### WORK ORDER
From the first line to the last, print the data exactly as it appears.

+++ WORKING DATA

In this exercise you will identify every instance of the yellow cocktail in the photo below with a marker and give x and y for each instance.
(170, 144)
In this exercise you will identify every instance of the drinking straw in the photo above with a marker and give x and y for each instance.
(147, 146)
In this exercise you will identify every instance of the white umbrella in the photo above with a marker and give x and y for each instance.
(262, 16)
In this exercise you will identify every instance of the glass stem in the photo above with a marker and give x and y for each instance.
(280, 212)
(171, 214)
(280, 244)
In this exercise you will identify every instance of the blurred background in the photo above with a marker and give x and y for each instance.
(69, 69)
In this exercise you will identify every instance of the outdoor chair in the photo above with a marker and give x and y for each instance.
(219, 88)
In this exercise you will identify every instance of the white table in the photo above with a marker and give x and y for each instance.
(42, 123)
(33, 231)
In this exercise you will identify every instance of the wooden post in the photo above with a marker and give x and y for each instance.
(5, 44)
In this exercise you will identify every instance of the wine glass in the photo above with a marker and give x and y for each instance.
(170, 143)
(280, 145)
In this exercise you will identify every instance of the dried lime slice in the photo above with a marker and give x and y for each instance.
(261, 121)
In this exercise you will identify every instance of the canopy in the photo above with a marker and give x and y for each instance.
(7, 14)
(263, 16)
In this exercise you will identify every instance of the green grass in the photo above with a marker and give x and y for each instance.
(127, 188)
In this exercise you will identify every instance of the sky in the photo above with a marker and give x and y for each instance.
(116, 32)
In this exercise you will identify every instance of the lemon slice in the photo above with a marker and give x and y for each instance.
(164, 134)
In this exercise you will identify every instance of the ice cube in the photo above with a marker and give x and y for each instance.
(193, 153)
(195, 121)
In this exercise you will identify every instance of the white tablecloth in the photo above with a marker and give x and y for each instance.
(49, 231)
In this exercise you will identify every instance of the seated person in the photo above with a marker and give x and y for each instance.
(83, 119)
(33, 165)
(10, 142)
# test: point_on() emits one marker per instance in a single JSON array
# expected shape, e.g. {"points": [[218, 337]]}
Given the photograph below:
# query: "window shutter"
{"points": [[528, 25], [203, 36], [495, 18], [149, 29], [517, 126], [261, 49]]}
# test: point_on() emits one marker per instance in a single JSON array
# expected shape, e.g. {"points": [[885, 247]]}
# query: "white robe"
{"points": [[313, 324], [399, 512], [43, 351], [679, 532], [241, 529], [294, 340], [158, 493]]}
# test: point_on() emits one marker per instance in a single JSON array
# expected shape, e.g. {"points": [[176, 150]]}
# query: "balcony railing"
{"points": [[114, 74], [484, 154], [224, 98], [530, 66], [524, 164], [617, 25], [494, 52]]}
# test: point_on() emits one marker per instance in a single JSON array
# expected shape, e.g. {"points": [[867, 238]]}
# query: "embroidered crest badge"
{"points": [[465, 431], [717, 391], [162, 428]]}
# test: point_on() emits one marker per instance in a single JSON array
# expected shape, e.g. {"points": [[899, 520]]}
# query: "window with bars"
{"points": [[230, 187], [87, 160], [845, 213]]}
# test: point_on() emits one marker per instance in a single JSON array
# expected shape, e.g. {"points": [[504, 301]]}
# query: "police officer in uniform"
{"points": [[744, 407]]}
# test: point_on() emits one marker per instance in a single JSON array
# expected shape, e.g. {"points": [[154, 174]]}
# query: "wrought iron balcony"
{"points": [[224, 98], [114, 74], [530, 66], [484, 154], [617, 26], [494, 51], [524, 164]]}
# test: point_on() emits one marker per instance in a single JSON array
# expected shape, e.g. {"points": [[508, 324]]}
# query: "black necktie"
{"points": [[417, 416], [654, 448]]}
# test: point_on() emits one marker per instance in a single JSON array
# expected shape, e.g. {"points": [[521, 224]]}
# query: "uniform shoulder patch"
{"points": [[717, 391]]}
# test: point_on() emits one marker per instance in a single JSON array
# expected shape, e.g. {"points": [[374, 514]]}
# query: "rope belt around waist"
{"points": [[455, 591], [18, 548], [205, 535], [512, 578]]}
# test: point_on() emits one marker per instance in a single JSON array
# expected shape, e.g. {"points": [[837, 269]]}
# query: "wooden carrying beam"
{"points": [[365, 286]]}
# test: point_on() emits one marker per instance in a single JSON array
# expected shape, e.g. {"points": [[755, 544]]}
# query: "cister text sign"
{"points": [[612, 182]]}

++++++

### TASK OUTPUT
In this exercise you will identify every instance of the yellow cocktail in the photo below with a marker and give x and y for each instance.
(170, 144)
In this exercise you will identify every instance of the drinking straw in the photo above with a marker and give x and y for each instance.
(147, 146)
In this exercise you will identify every instance of the white umbrella in the photo above with a marker and give x and y for each instance.
(262, 16)
In this exercise you will identify every instance of the glass stem in the photo above with a marker and give x and y for each instance.
(280, 212)
(171, 214)
(280, 244)
In this exercise you will identify every instance of the blurred background in the photo above with a marker and give x and y for each instance.
(69, 69)
In this exercise you will identify every instance of the outdoor chair in the photo above with a marker and give x and y for each instance.
(219, 88)
In this exercise you will identify every instance of the white table in the photo above with a marker and give x and y for each instance.
(42, 123)
(33, 231)
In this exercise you will identify every instance of the wooden post in the photo above with a marker and give x and y for each instance.
(5, 44)
In this exercise you will identify every instance of the wine glass in the photo above with a marker and give x and y for each instance.
(170, 143)
(280, 145)
In this exercise you will identify every instance of the dried lime slice in the photo above with a marker and give x and y for each instance.
(261, 121)
In this exercise you will identify every instance of the canopy in the photo above with a marker and give x and y for each instance.
(7, 14)
(263, 16)
In this exercise you will identify every instance of the green grass in the photo above with a marker and give x and y for each instance.
(127, 188)
In this exercise you will identify every instance of the sky in the photo above with a marker and give x and y for each instance.
(116, 32)
In this exercise you will identify every instance of the lemon slice in the photo above with a marker and give x and y for each instance.
(164, 134)
In this exercise you will identify every instance of the ice cube in the photo above with a marker and give x and y for each instance.
(193, 153)
(195, 121)
In this exercise you will identify every instance of the white tablecloth in the photo above with a marker and give x and y for each instance.
(49, 231)
In this exercise you will identify every instance of the seated person in the photo above with a marker and give x and y for each instance.
(83, 119)
(33, 165)
(10, 142)
# test: point_on() emits one marker per instance in a single JSON array
# expected shape, e.g. {"points": [[218, 337]]}
Given the photograph below:
# query: "window shutter"
{"points": [[528, 25], [203, 36], [495, 18], [149, 29], [517, 126], [261, 49]]}
# test: point_on() emits one marker per instance in a single JSON array
# expected shape, e.g. {"points": [[885, 247]]}
# query: "white robe"
{"points": [[313, 324], [399, 512], [43, 351], [679, 532], [241, 529], [294, 340], [158, 493]]}
# test: point_on() emits one marker per instance in a single JSON array
# expected shape, e.g. {"points": [[176, 150]]}
# query: "balcony railing"
{"points": [[114, 74], [484, 154], [224, 98], [530, 66], [524, 164], [617, 25], [494, 52]]}
# test: point_on() emits one marker per instance in a single JSON array
# expected shape, e.g. {"points": [[867, 238]]}
# query: "embroidered crest badge"
{"points": [[465, 431], [717, 391], [162, 428]]}
# test: point_on() emits one marker per instance in a single JSON array
# expected shape, e.g. {"points": [[899, 520]]}
# query: "window with bars"
{"points": [[230, 187], [87, 160], [845, 213]]}
# test: point_on() emits one marker per instance in a single JSON array
# expected shape, e.g. {"points": [[504, 301]]}
# query: "police officer in uniform"
{"points": [[744, 407]]}
# test: point_on() emits one marker per instance in a single JSON array
# expected shape, e.g. {"points": [[154, 174]]}
# query: "wrought iron balcony"
{"points": [[224, 98], [114, 74], [530, 66], [484, 154], [617, 26], [494, 51], [524, 164]]}
# test: point_on() emits one marker per instance in a single JSON array
# expected shape, e.g. {"points": [[508, 324]]}
# query: "black necktie"
{"points": [[417, 416], [654, 448]]}
# test: point_on() emits one marker per instance in a single JSON array
# expected shape, e.g. {"points": [[521, 224]]}
# query: "uniform shoulder patch"
{"points": [[717, 391]]}
# test: point_on() emits one marker per instance in a single JSON array
# expected shape, e.g. {"points": [[374, 514]]}
# query: "rope belt around waist"
{"points": [[455, 591], [18, 548], [205, 535], [512, 578]]}
# test: point_on() emits one marker per instance in a single JSON array
# expected shape, e.g. {"points": [[837, 269]]}
# query: "wooden carrying beam"
{"points": [[365, 286]]}
# test: point_on() emits one marker per instance in a single JSON array
# expected shape, e.g. {"points": [[755, 544]]}
# query: "cister text sign"
{"points": [[612, 182]]}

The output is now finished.